Raw records

------------------------------

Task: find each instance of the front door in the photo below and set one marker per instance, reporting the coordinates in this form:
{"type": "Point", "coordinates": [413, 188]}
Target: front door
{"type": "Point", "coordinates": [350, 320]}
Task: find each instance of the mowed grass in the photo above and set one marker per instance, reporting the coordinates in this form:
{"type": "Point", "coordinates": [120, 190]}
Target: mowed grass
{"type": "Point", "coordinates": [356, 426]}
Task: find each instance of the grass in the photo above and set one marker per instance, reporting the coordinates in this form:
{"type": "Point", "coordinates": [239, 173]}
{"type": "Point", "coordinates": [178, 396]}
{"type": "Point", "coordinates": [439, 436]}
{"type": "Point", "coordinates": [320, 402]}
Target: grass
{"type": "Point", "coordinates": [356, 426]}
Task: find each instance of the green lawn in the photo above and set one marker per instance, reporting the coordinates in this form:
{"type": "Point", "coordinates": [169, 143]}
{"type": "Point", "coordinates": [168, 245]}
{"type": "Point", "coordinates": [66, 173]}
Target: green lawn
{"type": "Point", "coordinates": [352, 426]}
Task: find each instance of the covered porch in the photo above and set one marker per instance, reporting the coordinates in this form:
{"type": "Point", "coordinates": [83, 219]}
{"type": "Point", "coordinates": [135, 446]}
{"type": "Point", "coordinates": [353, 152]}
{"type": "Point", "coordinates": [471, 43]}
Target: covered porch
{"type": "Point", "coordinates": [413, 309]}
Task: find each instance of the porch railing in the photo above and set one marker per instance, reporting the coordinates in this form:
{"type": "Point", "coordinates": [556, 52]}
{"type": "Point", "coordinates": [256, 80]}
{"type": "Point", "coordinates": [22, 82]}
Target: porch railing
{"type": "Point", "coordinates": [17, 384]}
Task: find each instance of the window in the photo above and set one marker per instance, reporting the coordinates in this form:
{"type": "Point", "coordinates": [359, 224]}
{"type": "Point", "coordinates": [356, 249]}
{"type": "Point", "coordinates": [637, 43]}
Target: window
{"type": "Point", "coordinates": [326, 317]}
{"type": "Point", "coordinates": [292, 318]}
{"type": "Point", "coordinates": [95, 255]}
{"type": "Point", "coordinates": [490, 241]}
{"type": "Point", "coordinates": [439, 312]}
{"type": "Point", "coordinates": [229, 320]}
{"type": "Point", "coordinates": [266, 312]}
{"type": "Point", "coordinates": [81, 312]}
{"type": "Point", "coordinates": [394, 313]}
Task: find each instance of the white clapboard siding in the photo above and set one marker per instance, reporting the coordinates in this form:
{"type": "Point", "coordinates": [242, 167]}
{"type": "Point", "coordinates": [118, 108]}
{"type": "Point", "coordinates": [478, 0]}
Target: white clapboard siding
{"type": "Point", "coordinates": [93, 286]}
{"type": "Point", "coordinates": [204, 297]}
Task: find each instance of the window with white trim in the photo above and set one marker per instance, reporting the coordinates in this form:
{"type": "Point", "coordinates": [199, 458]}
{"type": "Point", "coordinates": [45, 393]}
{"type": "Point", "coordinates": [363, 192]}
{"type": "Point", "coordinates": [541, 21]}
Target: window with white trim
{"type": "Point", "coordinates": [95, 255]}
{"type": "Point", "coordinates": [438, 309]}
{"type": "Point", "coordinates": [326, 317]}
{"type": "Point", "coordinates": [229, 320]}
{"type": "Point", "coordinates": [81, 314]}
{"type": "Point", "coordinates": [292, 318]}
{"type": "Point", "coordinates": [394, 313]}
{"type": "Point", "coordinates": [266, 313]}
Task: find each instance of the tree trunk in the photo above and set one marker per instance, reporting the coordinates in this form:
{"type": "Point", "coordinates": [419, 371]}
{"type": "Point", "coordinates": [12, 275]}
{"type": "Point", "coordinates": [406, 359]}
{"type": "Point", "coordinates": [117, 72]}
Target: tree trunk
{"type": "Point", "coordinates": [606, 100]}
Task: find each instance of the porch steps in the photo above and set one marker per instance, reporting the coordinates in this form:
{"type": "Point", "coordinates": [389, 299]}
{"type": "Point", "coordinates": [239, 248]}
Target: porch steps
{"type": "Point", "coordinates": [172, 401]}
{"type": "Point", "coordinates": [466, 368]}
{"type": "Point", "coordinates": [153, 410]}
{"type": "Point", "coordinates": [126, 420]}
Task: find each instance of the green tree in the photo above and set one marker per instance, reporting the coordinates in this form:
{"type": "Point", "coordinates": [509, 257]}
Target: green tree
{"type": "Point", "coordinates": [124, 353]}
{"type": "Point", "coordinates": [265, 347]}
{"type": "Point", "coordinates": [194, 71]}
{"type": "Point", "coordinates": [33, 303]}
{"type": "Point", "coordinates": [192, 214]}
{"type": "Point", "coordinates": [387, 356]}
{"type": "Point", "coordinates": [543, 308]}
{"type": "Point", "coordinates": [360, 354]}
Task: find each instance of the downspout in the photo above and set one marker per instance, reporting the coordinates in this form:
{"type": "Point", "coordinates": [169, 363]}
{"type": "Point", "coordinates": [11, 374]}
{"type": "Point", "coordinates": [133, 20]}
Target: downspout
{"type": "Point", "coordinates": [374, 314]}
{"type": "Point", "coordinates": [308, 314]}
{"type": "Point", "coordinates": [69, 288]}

------------------------------

## To do
Copy all the rows again, swapping "set one marker" for "place one marker" wherever it appears and keeping everything else the same.

## Finished exercise
Task: find each instance of the front door in the photo below and place one marker per instance, reporting the coordinates in this form:
{"type": "Point", "coordinates": [413, 188]}
Target: front door
{"type": "Point", "coordinates": [350, 320]}
Task: find each instance of the mowed grass in the photo above and place one marker per instance, reporting the coordinates in this form:
{"type": "Point", "coordinates": [120, 190]}
Target: mowed grass
{"type": "Point", "coordinates": [356, 426]}
Task: find each instance of the grass in the photo above and place one marker per instance, reporting the coordinates in this form:
{"type": "Point", "coordinates": [239, 173]}
{"type": "Point", "coordinates": [178, 396]}
{"type": "Point", "coordinates": [439, 436]}
{"type": "Point", "coordinates": [320, 402]}
Target: grass
{"type": "Point", "coordinates": [356, 426]}
Task: find each instance of the green lawn in the photo above and place one marker per instance, reporting the coordinates in this form:
{"type": "Point", "coordinates": [169, 143]}
{"type": "Point", "coordinates": [168, 245]}
{"type": "Point", "coordinates": [66, 173]}
Target: green lawn
{"type": "Point", "coordinates": [352, 426]}
Task: find each instance of the covered porch in the photo above and place one marker per instance, reporting the coordinates in this form:
{"type": "Point", "coordinates": [83, 219]}
{"type": "Point", "coordinates": [135, 446]}
{"type": "Point", "coordinates": [353, 152]}
{"type": "Point", "coordinates": [471, 43]}
Target: covered porch
{"type": "Point", "coordinates": [413, 309]}
Task: find each instance of the porch railing in the photo above and place one marker per instance, reporting the coordinates in this form:
{"type": "Point", "coordinates": [556, 52]}
{"type": "Point", "coordinates": [256, 80]}
{"type": "Point", "coordinates": [22, 82]}
Target: porch railing
{"type": "Point", "coordinates": [17, 384]}
Task: find each instance of the window in the photo above and place one marker per instance, reporting the coordinates in this form:
{"type": "Point", "coordinates": [359, 224]}
{"type": "Point", "coordinates": [356, 249]}
{"type": "Point", "coordinates": [637, 43]}
Target: window
{"type": "Point", "coordinates": [326, 317]}
{"type": "Point", "coordinates": [292, 318]}
{"type": "Point", "coordinates": [95, 255]}
{"type": "Point", "coordinates": [490, 241]}
{"type": "Point", "coordinates": [439, 312]}
{"type": "Point", "coordinates": [229, 320]}
{"type": "Point", "coordinates": [266, 312]}
{"type": "Point", "coordinates": [81, 312]}
{"type": "Point", "coordinates": [394, 313]}
Task: find each instance of the white clapboard siding in the photo above and place one marker per instance, reporting the coordinates in this form:
{"type": "Point", "coordinates": [242, 167]}
{"type": "Point", "coordinates": [118, 108]}
{"type": "Point", "coordinates": [478, 0]}
Target: white clapboard siding
{"type": "Point", "coordinates": [93, 286]}
{"type": "Point", "coordinates": [204, 297]}
Task: find each instance of the window with white trim in the photo above and place one marker per instance, reporting the coordinates in this form:
{"type": "Point", "coordinates": [199, 458]}
{"type": "Point", "coordinates": [45, 393]}
{"type": "Point", "coordinates": [363, 192]}
{"type": "Point", "coordinates": [541, 21]}
Target: window with white trim
{"type": "Point", "coordinates": [95, 255]}
{"type": "Point", "coordinates": [438, 309]}
{"type": "Point", "coordinates": [326, 317]}
{"type": "Point", "coordinates": [229, 320]}
{"type": "Point", "coordinates": [81, 314]}
{"type": "Point", "coordinates": [292, 318]}
{"type": "Point", "coordinates": [394, 313]}
{"type": "Point", "coordinates": [266, 313]}
Task: find each instance of the tree trunk in the photo above and place one marker per instance, reporting the coordinates in this form:
{"type": "Point", "coordinates": [419, 371]}
{"type": "Point", "coordinates": [12, 275]}
{"type": "Point", "coordinates": [406, 359]}
{"type": "Point", "coordinates": [117, 72]}
Target: tree trunk
{"type": "Point", "coordinates": [606, 100]}
Task: find each instance of the porch steps in the photo above and place one marker per instance, reporting the coordinates in this form:
{"type": "Point", "coordinates": [389, 299]}
{"type": "Point", "coordinates": [239, 248]}
Target: porch steps
{"type": "Point", "coordinates": [172, 401]}
{"type": "Point", "coordinates": [466, 368]}
{"type": "Point", "coordinates": [153, 410]}
{"type": "Point", "coordinates": [126, 420]}
Task: find each instance of the green tree in the photo above and place one marker per instance, reporting the coordinates in this form:
{"type": "Point", "coordinates": [509, 257]}
Target: green tree
{"type": "Point", "coordinates": [124, 353]}
{"type": "Point", "coordinates": [265, 347]}
{"type": "Point", "coordinates": [194, 71]}
{"type": "Point", "coordinates": [33, 303]}
{"type": "Point", "coordinates": [192, 214]}
{"type": "Point", "coordinates": [387, 356]}
{"type": "Point", "coordinates": [543, 308]}
{"type": "Point", "coordinates": [360, 354]}
Task: find each instance of the downspout in the photo above and place one marker per instance, reporting the coordinates in this form:
{"type": "Point", "coordinates": [169, 363]}
{"type": "Point", "coordinates": [11, 374]}
{"type": "Point", "coordinates": [133, 20]}
Target: downspout
{"type": "Point", "coordinates": [374, 314]}
{"type": "Point", "coordinates": [308, 314]}
{"type": "Point", "coordinates": [69, 288]}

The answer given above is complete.